◆ **TASK DETAILS**: The answer must be every record below, repeated exactly.

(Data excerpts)

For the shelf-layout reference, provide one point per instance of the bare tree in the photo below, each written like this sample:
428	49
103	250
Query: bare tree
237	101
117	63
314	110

◆ **ANSWER BOX**:
For the shelf-layout reference, provide one point per instance of the bare tree in the photo below, each written like this sample:
428	49
103	250
Query: bare tree
237	101
117	63
314	110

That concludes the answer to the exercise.